Extract the complete listing and output it unchanged.

§ §

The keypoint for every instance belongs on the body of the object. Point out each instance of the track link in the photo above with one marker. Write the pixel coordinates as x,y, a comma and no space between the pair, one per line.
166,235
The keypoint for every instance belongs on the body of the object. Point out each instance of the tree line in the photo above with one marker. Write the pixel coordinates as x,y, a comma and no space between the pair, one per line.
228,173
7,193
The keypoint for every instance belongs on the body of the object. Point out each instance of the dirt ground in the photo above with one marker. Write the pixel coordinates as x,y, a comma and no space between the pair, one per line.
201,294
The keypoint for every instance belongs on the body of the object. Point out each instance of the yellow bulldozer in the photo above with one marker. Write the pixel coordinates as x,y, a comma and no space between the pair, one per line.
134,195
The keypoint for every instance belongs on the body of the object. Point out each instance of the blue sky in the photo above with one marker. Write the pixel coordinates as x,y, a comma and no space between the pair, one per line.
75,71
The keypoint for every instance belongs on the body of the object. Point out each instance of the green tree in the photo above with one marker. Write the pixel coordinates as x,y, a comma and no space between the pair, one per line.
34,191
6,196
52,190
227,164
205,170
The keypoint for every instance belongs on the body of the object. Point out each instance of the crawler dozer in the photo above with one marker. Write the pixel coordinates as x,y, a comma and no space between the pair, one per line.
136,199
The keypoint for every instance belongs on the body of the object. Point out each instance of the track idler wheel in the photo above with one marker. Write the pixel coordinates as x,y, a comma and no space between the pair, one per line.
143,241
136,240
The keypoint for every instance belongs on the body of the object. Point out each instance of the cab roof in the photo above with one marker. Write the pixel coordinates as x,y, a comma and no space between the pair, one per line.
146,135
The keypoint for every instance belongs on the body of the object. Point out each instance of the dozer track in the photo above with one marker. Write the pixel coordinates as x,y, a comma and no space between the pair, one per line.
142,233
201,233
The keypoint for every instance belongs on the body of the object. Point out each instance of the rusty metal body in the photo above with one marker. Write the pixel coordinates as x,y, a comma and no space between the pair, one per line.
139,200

§ §

#### Completed exercise:
The keypoint for every instance belongs on the body of the object. Point out each instance of the track link in the photo above with one marker. Write the pixel coordinates as x,y, a comma and no space between the pair, one per line.
166,235
The keypoint for every instance belongs on the body of the object. Point out each instance of the tree line in the photo above with one marker. Write the pixel coordinates as x,y, a comma and no space between the pair, one per line.
228,173
7,193
The keypoint for every instance belongs on the body of the object. Point out each instance of the dirt ground in the photo above with one marker. Write the pixel coordinates as x,y, a comma and no space between the pair, one per line.
201,294
The keypoint for every instance belongs on the body of the object. Point out each instance of the yellow bulldozer in the photo above with one marker. Write the pixel coordinates as x,y, a comma and no space between the pair, one per line.
134,195
The keypoint for every instance belongs on the body of the object. Point out each instance of the blue sky in the photo above with one marker. Write the pixel coordinates as x,y, a comma and no space between the pair, one per line.
75,71
The keypoint for every instance belongs on the body of the object. Point out each instance of the green tree in the photo above with one marker. Write the pixel coordinates as x,y, a comma and no space between the pair, one per line.
34,191
6,196
52,190
227,164
205,170
The keypoint for every instance belongs on the body of the object. Point out each instance of the crawler dozer in the photo above with one marker. Write the pixel coordinates as x,y, a comma and no space between the pair, one per line.
136,199
The keypoint for every instance belongs on the body of the object. Point out each instance of the track idler wheel in the photo above with one marker. Write the pixel coordinates as x,y, a comma and no space between the pair, one per line.
143,241
136,240
The keypoint for every instance belongs on the body of the object. Point out each instance of the cab roof in the photo above with one marker. Write the pixel coordinates as x,y, a comma and no space between the pair, one per line.
146,135
The keypoint for every instance belongs on the body of the object. Point out each instance of the dozer track in the photo above with one marker. Write the pixel coordinates as x,y, a comma and no space between the pair, one per line.
142,233
201,233
The keypoint for every instance belongs on the body of the object. Point out each instance of the rusty metal body in the photo above with one marker. Write the pixel coordinates as x,y, a comma and no space between the pair, one per line.
139,200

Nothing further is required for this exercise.